* EXERCISE PROMPT:
Print, word for word, the stretch from "It was not until" through "longer under investigation." in the passage about Richard Jewell.

══ TEXT BLOCK

Jewell told reporters he was innocent. Two bombing victims filed suit against Jewell. A few days later, Jewell’s mother, Barbara Jewell, appeared on television, was weeping as she asked President Bill Clinton to exonerate her son.

But U.S. Attorney General Janet Reno refused to clear Jewell or apologize to him. He was labeled a ‘person of interest’. The FBI would neither confirm nor deny he was a suspect.

It was not until the following October that a US District Judge said he thought Jewell was not, at that time, a suspect. The US Attorney then told Jewell that he was no longer under investigation.

In August 1997, a year after the event, then Attorney General Janet Reno publicly apologized to Jewell and deplored the leak to the media that made his name known as a suspect. “I regret very much the leak that made him an object of so much public attention,” Reno commented. “I don’t think any apology is sufficient when somebody has gone through . . . what Mr. Jewell has gone through.”

But by that time Richard Jewell had lived for months under a very dark cloud. He appeared at a televised news conference, and said, “I am not the Olympic Park bomber. I am a man who has lived 88 days afraid of being arrested for a crime I did commit.” He said the FBI latched onto him “in its rush to show the world it could get its man.”

════
══ DATA PROVIDED

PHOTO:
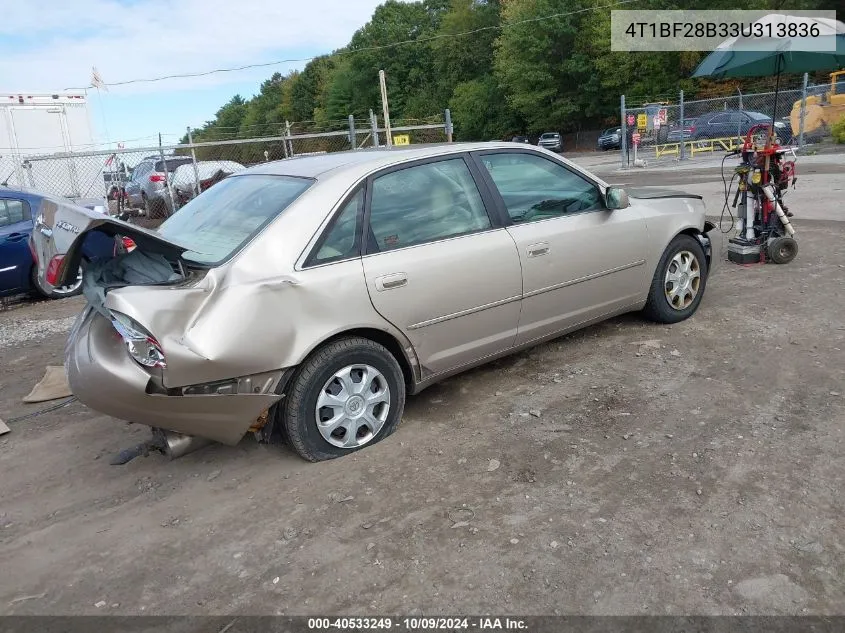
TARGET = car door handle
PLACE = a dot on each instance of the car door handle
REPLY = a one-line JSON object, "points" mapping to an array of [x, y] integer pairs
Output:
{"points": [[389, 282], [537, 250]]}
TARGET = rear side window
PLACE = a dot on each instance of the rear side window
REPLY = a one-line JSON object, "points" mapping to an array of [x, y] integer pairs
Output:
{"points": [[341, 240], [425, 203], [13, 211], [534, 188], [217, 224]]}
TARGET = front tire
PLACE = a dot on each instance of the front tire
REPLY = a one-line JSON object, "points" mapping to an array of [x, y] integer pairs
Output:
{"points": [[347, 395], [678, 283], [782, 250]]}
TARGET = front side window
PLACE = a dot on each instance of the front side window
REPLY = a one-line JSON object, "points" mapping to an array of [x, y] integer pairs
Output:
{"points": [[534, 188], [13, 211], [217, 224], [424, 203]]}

════
══ DATA PROVIDED

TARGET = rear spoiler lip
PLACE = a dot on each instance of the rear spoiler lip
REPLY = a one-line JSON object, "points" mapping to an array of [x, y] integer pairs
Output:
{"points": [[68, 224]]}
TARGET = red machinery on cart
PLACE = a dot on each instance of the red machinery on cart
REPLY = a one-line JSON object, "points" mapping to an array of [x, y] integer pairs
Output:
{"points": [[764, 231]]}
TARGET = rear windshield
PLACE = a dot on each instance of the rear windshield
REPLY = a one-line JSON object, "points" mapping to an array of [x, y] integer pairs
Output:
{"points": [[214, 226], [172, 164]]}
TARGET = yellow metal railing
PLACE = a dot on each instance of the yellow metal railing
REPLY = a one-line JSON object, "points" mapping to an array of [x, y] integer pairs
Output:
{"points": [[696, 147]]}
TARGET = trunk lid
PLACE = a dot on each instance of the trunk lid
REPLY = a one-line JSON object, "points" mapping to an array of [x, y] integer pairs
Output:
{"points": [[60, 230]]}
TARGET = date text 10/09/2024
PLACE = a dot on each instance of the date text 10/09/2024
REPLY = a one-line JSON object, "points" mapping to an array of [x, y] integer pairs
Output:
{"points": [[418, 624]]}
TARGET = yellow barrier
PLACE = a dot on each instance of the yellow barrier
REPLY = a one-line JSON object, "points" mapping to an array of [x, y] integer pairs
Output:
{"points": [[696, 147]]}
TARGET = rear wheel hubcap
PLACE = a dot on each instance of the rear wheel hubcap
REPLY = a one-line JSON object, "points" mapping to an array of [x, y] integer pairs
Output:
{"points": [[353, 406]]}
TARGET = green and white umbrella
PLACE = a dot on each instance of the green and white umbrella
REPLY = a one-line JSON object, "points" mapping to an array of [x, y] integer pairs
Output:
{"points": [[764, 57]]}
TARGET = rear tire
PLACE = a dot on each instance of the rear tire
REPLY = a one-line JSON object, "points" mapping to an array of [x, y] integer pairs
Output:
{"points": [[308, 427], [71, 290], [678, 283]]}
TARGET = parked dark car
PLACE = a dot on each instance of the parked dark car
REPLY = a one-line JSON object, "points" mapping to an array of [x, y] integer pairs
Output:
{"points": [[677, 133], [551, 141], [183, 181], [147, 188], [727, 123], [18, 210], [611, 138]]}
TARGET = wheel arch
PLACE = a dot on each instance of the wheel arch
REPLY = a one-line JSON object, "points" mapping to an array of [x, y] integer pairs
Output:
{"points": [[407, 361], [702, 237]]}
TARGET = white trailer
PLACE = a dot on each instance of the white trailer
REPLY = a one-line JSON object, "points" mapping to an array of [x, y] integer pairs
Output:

════

* COMPLETED TASK:
It was not until the following October that a US District Judge said he thought Jewell was not, at that time, a suspect. The US Attorney then told Jewell that he was no longer under investigation.